Industry too will have to pay more for its gas and electricity, but for those who compete in international trade, this will be of much less importance than the competitive benefit conferred by devaluation. Inter alia, as I anticipated in an earlier comment, this could transform the prospects for Welsh steel.

Fuel Poverty

Inevitably fuel price rises, like food prices, bear most heavily on the poorest, for whom they are a much higher proportion of total income. This ought to be a major concern. Various approaches can be considered for alternative domestic tariff structures that avoid subsidies to utilities from the public purse, but they usually require a cross-subsidy between consumer groups.

One is the concept of lifeline tariffs, in which the first “block” of energy is provided either free or at a heavily discounted rate, but with a premium rate attaching to higher levels of consumption. Although this is superficially attractive there are some practical problems. One is that the correlation between income and level of consumption is far from perfect. Poorer consumers are not necessarily low volume consumers. Volume can depend on family size, fuel choice, nature of their dwelling, etc.  To illustrate the imperfections of what ends up a scattergun approach, a lifeline tariff is almost bound to benefit second home owners.

A more promising approach is the promotion or subsidy of energy efficiency schemes that will reduce consumption but this approach too may not be adequate for the problem, as it is neither an instant solution nor is it likely to cover all cases of fuel poverty. So there is no simple answer to the problem. At root it is a problem of poverty rather than a problem of energy per se, and we have to accept the fact that the costs of energy are likely to rise above current levels (from what is likely to prove to have been an unsustainable historic low), from devaluation and for other reasons. Lifeline tariffs may be worth an experiment, and energy efficiency is a good thing per se, but otherwise this suggests that the problems of fuel poverty have to be confronted at source, ie poverty, rather than through additional interventions in the energy sector.
┄┄┄┄┄┄
Stated exercise A:
Output the passage on fuel poverty word for word, starting with "Inevitably fuel price" and going on through "between consumer groups.".
Stated exercise B:
In the passage on fuel poverty, which group is a lifeline tariff said to be almost bound to benefit?

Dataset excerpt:
┄┄┄┄┄┄
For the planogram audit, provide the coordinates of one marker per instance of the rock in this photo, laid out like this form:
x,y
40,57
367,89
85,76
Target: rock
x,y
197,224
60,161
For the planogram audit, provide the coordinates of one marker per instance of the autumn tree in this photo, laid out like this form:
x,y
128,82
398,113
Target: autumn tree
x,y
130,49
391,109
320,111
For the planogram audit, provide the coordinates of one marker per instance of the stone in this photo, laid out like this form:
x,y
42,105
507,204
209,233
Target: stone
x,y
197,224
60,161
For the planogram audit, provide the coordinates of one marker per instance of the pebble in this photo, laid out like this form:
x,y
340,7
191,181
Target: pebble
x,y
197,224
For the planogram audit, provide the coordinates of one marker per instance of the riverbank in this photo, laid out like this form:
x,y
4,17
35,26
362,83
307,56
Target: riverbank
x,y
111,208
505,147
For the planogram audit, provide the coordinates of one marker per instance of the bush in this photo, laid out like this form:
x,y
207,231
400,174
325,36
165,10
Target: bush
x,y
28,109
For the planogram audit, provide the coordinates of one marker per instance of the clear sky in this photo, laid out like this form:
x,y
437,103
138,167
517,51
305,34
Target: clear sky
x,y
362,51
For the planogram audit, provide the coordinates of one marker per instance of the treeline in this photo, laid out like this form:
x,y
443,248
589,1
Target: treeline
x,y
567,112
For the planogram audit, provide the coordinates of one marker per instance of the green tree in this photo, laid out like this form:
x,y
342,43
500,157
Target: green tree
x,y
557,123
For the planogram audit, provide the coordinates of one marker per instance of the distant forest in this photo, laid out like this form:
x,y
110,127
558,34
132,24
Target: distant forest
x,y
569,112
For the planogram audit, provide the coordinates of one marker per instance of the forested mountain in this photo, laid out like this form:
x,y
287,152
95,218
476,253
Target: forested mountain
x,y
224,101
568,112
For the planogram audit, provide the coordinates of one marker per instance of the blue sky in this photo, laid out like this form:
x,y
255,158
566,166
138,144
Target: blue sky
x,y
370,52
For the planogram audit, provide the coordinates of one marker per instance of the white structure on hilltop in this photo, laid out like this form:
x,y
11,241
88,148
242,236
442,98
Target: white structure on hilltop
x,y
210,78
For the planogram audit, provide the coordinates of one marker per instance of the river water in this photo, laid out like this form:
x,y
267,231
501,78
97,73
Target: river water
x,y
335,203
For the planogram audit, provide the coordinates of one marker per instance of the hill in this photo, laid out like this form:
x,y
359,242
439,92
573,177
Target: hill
┄┄┄┄┄┄
Exercise response A:
Inevitably fuel price rises, like food prices, bear most heavily on the poorest, for whom they are a much higher proportion of total income. This ought to be a major concern. Various approaches can be considered for alternative domestic tariff structures that avoid subsidies to utilities from the public purse, but they usually require a cross-subsidy between consumer groups.

Exercise response B:
Second home owners.